**Set problem**. Copy out every record below, word for word.

--------------------------------------------------

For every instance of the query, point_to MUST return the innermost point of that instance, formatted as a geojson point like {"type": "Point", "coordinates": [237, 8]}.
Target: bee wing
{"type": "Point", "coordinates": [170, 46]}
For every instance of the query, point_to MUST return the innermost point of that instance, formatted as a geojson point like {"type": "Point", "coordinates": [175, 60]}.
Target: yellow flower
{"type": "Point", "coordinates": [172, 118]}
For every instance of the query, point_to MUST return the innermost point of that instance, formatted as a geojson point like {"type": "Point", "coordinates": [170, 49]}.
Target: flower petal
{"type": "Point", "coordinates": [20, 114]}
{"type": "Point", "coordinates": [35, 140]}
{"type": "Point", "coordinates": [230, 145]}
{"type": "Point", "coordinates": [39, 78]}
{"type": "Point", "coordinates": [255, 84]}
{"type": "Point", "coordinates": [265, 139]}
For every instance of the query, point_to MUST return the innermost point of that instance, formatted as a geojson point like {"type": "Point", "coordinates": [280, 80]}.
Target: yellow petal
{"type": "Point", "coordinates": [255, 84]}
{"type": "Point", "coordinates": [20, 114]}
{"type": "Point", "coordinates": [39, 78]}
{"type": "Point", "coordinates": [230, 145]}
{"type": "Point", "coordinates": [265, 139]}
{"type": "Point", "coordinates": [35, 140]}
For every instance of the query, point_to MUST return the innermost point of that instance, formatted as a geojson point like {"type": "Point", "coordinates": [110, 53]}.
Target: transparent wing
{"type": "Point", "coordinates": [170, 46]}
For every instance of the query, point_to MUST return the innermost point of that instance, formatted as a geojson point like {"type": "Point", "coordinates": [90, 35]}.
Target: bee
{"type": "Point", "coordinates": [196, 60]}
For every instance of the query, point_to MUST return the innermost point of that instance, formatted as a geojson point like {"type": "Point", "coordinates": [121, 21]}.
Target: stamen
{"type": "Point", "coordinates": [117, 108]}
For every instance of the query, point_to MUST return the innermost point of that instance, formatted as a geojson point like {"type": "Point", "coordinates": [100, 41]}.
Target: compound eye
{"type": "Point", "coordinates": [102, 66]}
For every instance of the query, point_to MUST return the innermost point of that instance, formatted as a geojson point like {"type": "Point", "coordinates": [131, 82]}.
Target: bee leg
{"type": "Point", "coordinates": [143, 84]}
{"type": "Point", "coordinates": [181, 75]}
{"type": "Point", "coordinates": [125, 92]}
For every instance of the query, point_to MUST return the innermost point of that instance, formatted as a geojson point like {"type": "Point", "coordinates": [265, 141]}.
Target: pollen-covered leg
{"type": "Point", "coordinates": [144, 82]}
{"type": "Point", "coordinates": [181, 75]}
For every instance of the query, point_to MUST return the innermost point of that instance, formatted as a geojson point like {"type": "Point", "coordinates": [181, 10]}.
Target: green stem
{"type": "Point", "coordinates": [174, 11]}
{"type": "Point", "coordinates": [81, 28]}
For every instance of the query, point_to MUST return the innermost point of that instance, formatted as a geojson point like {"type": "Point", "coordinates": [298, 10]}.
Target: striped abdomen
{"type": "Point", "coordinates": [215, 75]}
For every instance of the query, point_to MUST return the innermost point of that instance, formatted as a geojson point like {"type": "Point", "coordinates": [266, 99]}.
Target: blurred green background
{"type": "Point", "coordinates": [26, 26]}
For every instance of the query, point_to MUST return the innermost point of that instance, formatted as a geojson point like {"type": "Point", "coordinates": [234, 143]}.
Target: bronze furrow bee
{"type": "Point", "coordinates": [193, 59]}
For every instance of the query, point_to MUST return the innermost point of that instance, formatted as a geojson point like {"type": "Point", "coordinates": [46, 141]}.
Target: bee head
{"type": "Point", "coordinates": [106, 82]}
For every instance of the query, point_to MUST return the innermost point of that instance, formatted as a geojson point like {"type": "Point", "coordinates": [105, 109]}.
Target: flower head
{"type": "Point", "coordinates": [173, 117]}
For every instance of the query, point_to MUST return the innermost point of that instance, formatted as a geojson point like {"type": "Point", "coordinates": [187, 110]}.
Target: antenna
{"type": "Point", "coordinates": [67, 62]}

--------------------------------------------------

**Written answer**.
For every instance of the query, point_to MUST return the innermost point of that instance, formatted as a geojson point like {"type": "Point", "coordinates": [237, 8]}.
Target: bee wing
{"type": "Point", "coordinates": [170, 46]}
For every instance of the query, point_to MUST return the innermost point of that instance, formatted as a geojson point like {"type": "Point", "coordinates": [175, 60]}.
Target: yellow flower
{"type": "Point", "coordinates": [172, 118]}
For every instance of the query, point_to MUST return the innermost point of that instance, formatted as a geojson point like {"type": "Point", "coordinates": [170, 49]}.
Target: flower petal
{"type": "Point", "coordinates": [20, 114]}
{"type": "Point", "coordinates": [35, 140]}
{"type": "Point", "coordinates": [230, 145]}
{"type": "Point", "coordinates": [39, 78]}
{"type": "Point", "coordinates": [255, 84]}
{"type": "Point", "coordinates": [265, 139]}
For every instance of the query, point_to MUST return the innermost point of that instance, formatted as a geojson point like {"type": "Point", "coordinates": [280, 80]}.
Target: yellow petal
{"type": "Point", "coordinates": [255, 84]}
{"type": "Point", "coordinates": [20, 114]}
{"type": "Point", "coordinates": [39, 78]}
{"type": "Point", "coordinates": [230, 145]}
{"type": "Point", "coordinates": [265, 139]}
{"type": "Point", "coordinates": [35, 140]}
For every instance of the query, point_to MUST return the innermost point of that instance, formatted as a geojson point like {"type": "Point", "coordinates": [110, 53]}.
Target: transparent wing
{"type": "Point", "coordinates": [170, 46]}
For every instance of the query, point_to MUST return the innermost point of that instance, formatted as a geojson point like {"type": "Point", "coordinates": [90, 35]}.
Target: bee
{"type": "Point", "coordinates": [196, 60]}
For every instance of the query, point_to MUST return the innermost point of that instance, formatted as a geojson point like {"type": "Point", "coordinates": [121, 21]}.
Target: stamen
{"type": "Point", "coordinates": [117, 108]}
For every instance of the query, point_to MUST return the innermost point of that instance, formatted as a geojson point like {"type": "Point", "coordinates": [100, 41]}.
Target: compound eye
{"type": "Point", "coordinates": [102, 66]}
For every instance of the query, point_to MUST return the innermost point of that instance, formatted as a geojson point like {"type": "Point", "coordinates": [131, 82]}.
Target: bee leg
{"type": "Point", "coordinates": [143, 84]}
{"type": "Point", "coordinates": [181, 75]}
{"type": "Point", "coordinates": [125, 92]}
For every instance of the query, point_to MUST return the innermost point of that instance, formatted as a geojson point like {"type": "Point", "coordinates": [265, 141]}.
Target: pollen-covered leg
{"type": "Point", "coordinates": [144, 82]}
{"type": "Point", "coordinates": [181, 75]}
For every instance of the query, point_to MUST return the innermost point of that instance, formatted as a geojson point like {"type": "Point", "coordinates": [181, 10]}.
Target: green stem
{"type": "Point", "coordinates": [174, 11]}
{"type": "Point", "coordinates": [81, 28]}
For every instance of the query, point_to MUST return the innermost point of that instance, formatted as a geojson point like {"type": "Point", "coordinates": [298, 10]}.
Target: striped abdomen
{"type": "Point", "coordinates": [215, 75]}
For every instance of the query, point_to MUST return the innermost point of that instance, formatted as a geojson point like {"type": "Point", "coordinates": [266, 99]}.
Target: blurred green background
{"type": "Point", "coordinates": [26, 26]}
For every instance of the query, point_to MUST return the innermost point of that instance, formatted as a geojson point like {"type": "Point", "coordinates": [234, 143]}.
Target: bronze furrow bee
{"type": "Point", "coordinates": [193, 59]}
For every instance of the query, point_to MUST return the innermost point of that instance, formatted as a geojson point like {"type": "Point", "coordinates": [46, 141]}.
Target: bee head
{"type": "Point", "coordinates": [106, 82]}
For every instance of the query, point_to MUST return the innermost point of that instance, formatted as a geojson point like {"type": "Point", "coordinates": [105, 109]}.
Target: flower head
{"type": "Point", "coordinates": [173, 117]}
For every instance of the query, point_to MUST return the innermost point of that instance, formatted as a geojson point like {"type": "Point", "coordinates": [187, 110]}.
Target: antenna
{"type": "Point", "coordinates": [67, 62]}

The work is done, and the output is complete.